▶ _TASK SET_
1. According to the tax statute excerpt below, what is the general rate of tax?
2. From the tax statute excerpt below, list every kind of charge that an admission charge includes.
3. Reproduce the part of the tax statute excerpt below starting at "SECTION 4.2.(b) G.S." and ending at "three‑quarters percent (4.75%).".

SECTION 4.1.(c) This section becomes effective July 1, 2013, and applies to sales made on or after that date.
SECTION 4.2.(a) G.S. 105‑37.1, 105‑38.1, and 105‑40 are repealed.
SECTION 4.2.(b) G.S. 105‑164.4(a) is amended by adding the following new subdivisions to read:
"§ 105‑164.4. Tax imposed on retailers.
(a) A privilege tax is imposed on a retailer at the following percentage rates of the retailer's net taxable sales or gross receipts, as appropriate. The general rate of tax is four and three‑quarters percent (4.75%).
…
(9) The general rate of tax applies to admission charges to an entertainment activity listed in this subdivision. Offering any of these listed activities is a service. An admission charge includes a charge for a single ticket, a multioccasion ticket, a seasonal pass, an annual pass, and a cover charge.
An admission charge does not include a charge for amenities. If charges for amenities are not separately stated on the face of an admission ticket, then the charge for admission is considered to be equal to the admission charge for a ticket to the same event that does not include amenities and is for a seat located directly in front of or closest to a seat that includes amenities.
When an admission ticket is resold and the price of the admission ticket is printed on the face of the ticket, the tax does not apply to the face price. When an admission ticket is resold and the price of the admission ticket is not printed on the face of the ticket, the tax applies to the difference between the amount the reseller paid for the ticket and the amount the reseller charges for the ticket.
Admission charges to the following entertainment activities are subject to tax:
a. A live performance or other live event of any kind.

▶ _SUPPLIED INFORMATION_
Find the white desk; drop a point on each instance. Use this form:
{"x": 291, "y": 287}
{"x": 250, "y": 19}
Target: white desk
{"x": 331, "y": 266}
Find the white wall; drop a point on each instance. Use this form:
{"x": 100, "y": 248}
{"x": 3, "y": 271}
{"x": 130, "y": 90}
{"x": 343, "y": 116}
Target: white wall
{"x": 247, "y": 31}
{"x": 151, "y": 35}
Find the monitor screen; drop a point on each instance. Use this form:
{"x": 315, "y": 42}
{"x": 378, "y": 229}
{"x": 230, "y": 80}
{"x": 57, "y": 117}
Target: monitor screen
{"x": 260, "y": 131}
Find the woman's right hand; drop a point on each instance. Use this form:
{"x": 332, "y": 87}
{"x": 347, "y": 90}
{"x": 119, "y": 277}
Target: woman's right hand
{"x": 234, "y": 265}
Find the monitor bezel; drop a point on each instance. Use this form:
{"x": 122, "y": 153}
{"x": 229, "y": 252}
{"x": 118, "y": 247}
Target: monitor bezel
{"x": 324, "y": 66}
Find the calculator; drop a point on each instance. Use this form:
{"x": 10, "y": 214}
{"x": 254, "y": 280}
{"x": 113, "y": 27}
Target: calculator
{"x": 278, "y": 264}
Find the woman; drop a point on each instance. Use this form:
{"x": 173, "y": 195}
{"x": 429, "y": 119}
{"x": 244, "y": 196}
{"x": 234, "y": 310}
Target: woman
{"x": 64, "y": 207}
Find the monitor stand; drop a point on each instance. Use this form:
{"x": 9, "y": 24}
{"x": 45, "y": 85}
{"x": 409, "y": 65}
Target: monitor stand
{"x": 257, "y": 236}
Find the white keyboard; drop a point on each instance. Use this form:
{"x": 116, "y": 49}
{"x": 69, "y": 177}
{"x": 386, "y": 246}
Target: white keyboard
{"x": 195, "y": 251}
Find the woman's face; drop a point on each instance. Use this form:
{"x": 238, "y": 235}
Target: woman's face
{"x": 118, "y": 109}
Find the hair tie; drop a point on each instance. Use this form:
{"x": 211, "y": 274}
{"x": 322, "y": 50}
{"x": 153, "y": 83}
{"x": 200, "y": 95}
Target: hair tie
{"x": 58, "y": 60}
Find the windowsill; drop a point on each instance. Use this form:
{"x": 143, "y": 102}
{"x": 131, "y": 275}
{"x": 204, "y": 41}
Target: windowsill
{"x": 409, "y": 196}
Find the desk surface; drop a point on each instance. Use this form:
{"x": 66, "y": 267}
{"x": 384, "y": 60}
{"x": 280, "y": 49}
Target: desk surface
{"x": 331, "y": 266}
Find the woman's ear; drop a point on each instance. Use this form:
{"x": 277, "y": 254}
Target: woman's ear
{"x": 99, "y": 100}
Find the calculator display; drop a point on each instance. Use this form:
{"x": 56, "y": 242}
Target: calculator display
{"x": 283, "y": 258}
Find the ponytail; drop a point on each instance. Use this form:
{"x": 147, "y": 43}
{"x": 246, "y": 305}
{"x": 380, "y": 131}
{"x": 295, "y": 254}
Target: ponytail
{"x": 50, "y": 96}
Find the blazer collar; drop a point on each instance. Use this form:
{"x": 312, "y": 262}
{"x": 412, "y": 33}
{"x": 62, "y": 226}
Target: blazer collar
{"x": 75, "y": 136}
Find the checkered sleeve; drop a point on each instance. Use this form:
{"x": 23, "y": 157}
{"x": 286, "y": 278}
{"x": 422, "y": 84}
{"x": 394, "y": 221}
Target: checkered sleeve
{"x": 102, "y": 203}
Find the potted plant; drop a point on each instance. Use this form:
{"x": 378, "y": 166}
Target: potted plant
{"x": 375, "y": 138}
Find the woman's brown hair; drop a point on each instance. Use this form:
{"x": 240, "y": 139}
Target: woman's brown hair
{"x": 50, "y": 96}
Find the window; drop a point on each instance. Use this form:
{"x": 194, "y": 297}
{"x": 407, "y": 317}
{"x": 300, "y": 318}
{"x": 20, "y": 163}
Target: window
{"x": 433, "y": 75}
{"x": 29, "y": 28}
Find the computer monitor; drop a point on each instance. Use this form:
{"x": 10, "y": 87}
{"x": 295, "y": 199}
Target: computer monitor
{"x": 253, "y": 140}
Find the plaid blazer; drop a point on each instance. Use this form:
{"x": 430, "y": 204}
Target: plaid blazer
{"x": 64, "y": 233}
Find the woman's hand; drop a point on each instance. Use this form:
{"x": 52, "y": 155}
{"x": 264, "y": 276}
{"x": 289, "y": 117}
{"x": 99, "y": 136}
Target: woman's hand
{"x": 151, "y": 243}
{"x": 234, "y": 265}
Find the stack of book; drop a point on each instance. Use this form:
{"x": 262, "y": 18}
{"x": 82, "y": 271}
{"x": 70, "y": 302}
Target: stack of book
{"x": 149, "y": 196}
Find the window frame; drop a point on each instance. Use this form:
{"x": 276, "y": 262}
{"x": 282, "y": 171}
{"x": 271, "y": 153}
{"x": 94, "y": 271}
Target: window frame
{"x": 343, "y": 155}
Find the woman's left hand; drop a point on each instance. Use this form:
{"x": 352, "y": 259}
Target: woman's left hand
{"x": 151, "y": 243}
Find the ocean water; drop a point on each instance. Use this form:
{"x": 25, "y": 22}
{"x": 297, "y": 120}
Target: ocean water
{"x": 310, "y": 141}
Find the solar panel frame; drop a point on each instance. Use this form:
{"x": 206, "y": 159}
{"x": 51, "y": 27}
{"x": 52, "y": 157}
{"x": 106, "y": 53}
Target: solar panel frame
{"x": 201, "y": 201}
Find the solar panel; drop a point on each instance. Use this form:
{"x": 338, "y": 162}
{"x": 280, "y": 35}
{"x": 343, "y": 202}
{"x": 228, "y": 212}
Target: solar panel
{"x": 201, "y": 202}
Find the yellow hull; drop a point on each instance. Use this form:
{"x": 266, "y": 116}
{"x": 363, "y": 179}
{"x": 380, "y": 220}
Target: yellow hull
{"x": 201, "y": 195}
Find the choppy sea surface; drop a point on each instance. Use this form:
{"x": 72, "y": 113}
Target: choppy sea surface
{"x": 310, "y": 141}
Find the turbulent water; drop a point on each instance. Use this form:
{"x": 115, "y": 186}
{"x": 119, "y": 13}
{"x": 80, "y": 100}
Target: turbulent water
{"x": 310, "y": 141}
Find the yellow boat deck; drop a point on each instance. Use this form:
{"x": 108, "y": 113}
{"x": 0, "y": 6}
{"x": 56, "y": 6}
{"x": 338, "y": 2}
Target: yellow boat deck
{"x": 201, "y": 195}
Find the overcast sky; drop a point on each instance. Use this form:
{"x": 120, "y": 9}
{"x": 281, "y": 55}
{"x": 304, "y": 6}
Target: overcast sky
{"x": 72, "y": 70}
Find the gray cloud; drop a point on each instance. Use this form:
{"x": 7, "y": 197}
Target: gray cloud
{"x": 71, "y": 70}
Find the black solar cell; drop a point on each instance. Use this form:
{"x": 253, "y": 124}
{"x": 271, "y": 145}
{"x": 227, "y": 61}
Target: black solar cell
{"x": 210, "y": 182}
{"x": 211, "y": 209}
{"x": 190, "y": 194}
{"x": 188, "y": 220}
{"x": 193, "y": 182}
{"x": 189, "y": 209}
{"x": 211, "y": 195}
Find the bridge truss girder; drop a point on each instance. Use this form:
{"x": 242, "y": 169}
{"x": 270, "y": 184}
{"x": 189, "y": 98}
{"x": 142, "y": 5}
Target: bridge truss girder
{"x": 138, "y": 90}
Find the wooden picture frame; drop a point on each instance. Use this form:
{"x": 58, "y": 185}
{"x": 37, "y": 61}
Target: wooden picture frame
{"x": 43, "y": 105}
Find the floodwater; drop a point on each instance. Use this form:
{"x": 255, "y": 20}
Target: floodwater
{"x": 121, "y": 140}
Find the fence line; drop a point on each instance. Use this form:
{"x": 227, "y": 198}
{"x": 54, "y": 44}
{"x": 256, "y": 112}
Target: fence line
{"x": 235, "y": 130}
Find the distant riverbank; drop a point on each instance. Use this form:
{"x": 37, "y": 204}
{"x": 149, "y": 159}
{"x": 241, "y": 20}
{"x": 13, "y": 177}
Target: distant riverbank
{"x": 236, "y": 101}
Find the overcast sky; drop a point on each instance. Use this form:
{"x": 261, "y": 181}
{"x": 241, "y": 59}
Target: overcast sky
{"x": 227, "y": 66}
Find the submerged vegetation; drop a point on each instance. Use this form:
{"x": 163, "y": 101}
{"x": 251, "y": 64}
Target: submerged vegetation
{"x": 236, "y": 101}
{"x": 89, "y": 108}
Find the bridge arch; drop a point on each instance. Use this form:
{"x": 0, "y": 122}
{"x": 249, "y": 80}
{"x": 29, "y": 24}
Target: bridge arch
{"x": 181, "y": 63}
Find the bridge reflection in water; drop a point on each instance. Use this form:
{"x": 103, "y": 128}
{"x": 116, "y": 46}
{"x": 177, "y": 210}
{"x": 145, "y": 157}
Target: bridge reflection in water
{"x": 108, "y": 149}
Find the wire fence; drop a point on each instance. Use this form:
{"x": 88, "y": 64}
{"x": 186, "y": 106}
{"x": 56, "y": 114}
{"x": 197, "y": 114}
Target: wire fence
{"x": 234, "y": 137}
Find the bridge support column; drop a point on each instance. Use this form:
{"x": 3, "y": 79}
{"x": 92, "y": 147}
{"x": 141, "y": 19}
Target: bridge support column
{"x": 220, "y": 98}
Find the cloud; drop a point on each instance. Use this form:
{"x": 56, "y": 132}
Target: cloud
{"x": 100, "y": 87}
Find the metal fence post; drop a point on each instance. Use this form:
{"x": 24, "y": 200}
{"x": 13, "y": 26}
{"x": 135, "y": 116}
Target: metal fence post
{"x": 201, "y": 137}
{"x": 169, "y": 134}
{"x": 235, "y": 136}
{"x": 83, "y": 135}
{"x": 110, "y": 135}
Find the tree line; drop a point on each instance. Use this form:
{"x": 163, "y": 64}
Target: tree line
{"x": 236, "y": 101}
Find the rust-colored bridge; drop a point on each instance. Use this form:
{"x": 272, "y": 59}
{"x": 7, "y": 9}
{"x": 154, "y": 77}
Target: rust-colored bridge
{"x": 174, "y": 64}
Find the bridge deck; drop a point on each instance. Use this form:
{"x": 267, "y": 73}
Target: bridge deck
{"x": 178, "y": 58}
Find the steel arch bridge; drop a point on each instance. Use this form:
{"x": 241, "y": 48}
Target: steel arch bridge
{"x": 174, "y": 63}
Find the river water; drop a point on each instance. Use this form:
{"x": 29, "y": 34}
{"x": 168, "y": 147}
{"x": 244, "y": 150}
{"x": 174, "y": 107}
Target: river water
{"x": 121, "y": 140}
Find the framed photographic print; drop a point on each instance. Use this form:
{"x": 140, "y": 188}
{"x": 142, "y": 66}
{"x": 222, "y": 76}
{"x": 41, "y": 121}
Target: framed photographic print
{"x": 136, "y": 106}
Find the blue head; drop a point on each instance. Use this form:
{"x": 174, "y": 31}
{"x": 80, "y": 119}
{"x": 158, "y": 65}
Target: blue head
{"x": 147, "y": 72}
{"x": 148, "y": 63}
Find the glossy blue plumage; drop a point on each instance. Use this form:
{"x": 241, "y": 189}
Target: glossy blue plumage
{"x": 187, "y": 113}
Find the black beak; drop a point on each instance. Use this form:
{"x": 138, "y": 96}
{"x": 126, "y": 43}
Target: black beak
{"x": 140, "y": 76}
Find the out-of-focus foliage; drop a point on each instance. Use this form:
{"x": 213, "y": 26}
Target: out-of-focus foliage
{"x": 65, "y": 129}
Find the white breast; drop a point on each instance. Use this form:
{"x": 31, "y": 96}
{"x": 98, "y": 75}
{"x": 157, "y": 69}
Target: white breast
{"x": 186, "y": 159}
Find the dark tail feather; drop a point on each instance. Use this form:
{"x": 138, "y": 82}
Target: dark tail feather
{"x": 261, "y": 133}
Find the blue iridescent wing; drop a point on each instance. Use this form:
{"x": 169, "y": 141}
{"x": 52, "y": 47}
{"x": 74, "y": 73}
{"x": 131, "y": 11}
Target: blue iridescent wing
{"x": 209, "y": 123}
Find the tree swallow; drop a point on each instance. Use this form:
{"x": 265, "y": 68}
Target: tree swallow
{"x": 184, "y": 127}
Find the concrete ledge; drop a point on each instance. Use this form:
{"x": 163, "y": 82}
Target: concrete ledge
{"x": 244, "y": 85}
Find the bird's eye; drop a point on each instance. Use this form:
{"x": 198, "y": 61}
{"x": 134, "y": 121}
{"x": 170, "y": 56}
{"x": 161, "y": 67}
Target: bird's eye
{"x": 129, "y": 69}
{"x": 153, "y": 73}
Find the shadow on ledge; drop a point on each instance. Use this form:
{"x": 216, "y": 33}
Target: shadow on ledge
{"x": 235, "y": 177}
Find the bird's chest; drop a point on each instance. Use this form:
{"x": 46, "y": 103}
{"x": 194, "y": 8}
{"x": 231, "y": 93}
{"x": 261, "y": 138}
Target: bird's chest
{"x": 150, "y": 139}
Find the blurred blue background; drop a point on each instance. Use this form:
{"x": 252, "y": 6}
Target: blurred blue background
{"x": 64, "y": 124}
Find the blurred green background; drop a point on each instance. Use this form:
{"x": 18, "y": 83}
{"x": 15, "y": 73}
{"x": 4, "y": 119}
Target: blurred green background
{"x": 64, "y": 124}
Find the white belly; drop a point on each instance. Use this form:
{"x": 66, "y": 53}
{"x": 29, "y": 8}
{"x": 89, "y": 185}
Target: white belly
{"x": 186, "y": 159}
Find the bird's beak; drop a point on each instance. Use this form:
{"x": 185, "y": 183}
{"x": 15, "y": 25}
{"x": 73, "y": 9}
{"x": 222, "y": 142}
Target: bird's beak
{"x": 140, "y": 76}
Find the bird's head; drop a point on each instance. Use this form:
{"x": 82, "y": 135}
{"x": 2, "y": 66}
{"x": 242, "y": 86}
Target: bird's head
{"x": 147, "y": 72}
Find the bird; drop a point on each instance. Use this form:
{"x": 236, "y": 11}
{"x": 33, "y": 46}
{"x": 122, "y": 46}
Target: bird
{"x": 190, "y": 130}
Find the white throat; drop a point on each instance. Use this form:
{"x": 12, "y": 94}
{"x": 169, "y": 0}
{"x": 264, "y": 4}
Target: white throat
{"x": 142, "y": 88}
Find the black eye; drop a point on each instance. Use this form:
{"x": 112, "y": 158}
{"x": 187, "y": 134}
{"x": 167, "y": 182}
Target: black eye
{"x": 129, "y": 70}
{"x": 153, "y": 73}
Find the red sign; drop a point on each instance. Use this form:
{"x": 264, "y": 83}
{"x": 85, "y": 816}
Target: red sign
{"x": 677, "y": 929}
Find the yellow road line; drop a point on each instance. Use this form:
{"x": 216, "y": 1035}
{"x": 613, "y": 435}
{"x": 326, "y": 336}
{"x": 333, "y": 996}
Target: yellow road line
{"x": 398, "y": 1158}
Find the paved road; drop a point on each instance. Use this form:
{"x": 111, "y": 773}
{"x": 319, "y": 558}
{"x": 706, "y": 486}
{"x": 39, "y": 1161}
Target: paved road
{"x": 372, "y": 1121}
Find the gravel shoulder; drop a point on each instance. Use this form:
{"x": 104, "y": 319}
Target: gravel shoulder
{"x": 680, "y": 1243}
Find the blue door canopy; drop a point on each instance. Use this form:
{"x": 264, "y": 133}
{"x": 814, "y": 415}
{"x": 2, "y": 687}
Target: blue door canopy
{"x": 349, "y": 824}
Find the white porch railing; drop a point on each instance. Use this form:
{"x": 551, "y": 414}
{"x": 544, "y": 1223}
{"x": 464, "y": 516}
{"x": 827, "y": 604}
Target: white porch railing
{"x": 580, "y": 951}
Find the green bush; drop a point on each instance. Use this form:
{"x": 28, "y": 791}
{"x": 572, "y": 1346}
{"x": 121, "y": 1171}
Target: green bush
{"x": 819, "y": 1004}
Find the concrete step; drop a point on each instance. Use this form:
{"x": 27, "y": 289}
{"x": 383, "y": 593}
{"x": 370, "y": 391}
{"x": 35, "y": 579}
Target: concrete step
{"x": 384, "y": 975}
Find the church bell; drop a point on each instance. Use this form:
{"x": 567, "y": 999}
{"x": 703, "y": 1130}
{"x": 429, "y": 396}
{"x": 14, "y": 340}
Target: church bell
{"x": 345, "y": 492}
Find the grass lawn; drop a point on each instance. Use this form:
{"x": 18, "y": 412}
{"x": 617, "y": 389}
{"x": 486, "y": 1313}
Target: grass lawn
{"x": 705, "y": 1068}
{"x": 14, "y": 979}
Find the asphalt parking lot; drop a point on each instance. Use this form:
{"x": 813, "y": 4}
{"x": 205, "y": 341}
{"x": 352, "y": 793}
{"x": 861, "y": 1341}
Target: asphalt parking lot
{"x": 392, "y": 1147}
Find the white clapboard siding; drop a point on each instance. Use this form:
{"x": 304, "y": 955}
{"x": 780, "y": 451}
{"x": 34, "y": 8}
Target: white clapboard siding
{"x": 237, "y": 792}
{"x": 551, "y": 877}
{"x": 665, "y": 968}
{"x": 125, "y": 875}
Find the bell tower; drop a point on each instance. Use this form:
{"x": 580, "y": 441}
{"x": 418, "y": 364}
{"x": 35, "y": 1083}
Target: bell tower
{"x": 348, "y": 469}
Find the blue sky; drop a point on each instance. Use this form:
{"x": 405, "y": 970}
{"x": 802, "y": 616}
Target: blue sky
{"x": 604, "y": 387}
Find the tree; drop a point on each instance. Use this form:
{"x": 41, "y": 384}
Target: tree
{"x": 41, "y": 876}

▶ _THE ANSWERS_
1. Four and three-quarters percent (4.75%).

2.
- A single ticket
- A multioccasion ticket
- A seasonal pass
- An annual pass
- A cover charge

3.
SECTION 4.2.(b) G.S. 105‑164.4(a) is amended by adding the following new subdivisions to read:
"§ 105‑164.4. Tax imposed on retailers.
(a) A privilege tax is imposed on a retailer at the following percentage rates of the retailer's net taxable sales or gross receipts, as appropriate. The general rate of tax is four and three‑quarters percent (4.75%).